P6 — Monitoring and Feedback Layer

System-integrated monitoring and feedback layer for the urban mobility ML platform.

Role in the platform

Layer	Repo	Role
P1	urban-mobility-control-tower	Real-time data ingestion, CDC, streaming aggregation
P2	mobility-feature-pipeline	Feature engineering pipeline
P3	mobility-feature-store	Feature storage and serving
P4	ml-training-orchestrator	Model training
P5	mobility-serving-layer	Prediction serving
P6	monitoring-feedback-layer	Monitoring, lineage, freshness, validation

P6 observes metadata artifacts emitted by P2–P5 and produces lineage events, freshness assessments, validation reports, and Prometheus metrics. It does not process raw data — it operates on explicit metadata contracts.

What P6 observes

P2 → P6: Dataset build metadata (name, version, built_at, row/feature counts)
P4 → P6: Training run metadata (run_id, model, input dataset, duration, metrics)
P5 → P6: Serving metrics windows (per-deployment latency, error counts, request volume)

WRITTEN EXERCISE: Pick up the overview of the P6 monitoring and feedback layer after its last line, the one on serving metrics from P5, and keep writing it in the same style.

DATASET CONTENT:

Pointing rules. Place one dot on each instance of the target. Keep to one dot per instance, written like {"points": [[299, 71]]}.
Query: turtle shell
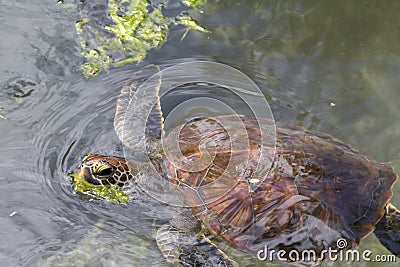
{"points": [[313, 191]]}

ANSWER:
flowchart LR
    P2[P2 · Feature Pipeline] -->|parquet metadata| A[Contracts + Adapters]
    P4[P4 · Training Orchestrator] -->|bundle JSON| A
    P5[P5 · Serving Layer] -->|JSONL metrics windows| S[Serving Ingest + Health]
    A --> L[Lineage Emitter]
    A --> F[Freshness Compute]
    A --> V[Validation Checks]
    A --> M[Metrics Registry]
    S --> H[DeploymentHealthState]
    L -->|NDJSON| logs[logs/lineage/]
    M -->|/metrics| prom[Prometheus endpoint]
    F -->|FreshnessResult| stdout[stdout / Dagster]
    V -->|CheckReport| stdout
    H -->|per-deployment health| stdout

Upstream / downstream contracts

Input: Dataset metadata (P2 → P6)

{
  "dataset_name": "bike_demand_pti",
  "dataset_version": "2026-04-07T08:00:00Z",
  "path": "exports/bike_demand_pti/2026-04-07/data.parquet",
  "built_at": "2026-04-07T08:02:10Z",
  "row_count": 1245231,
  "feature_count": 38,
  "target": "target_empty_next_hour",
  "entity": "station_id",
  "event_ts": "obs_ts",
  "schema_version": "v1"
}

Input: Training metadata (P4 → P6)

{
  "run_id": "run_2026_04_07_001",
  "model_name": "bike_demand_model",
  "model_version": "v1",
  "input_dataset_name": "bike_demand_pti",
  "input_dataset_version": "2026-04-07T08:00:00Z",
  "started_at": "2026-04-07T08:10:00Z",
  "completed_at": "2026-04-07T08:12:30Z",
  "metrics": { "rmse": 0.182, "mae": 0.11 },
  "artifact_path": "models/v1/model.pkl"
}

Input: Serving metrics windows (P5 → P6)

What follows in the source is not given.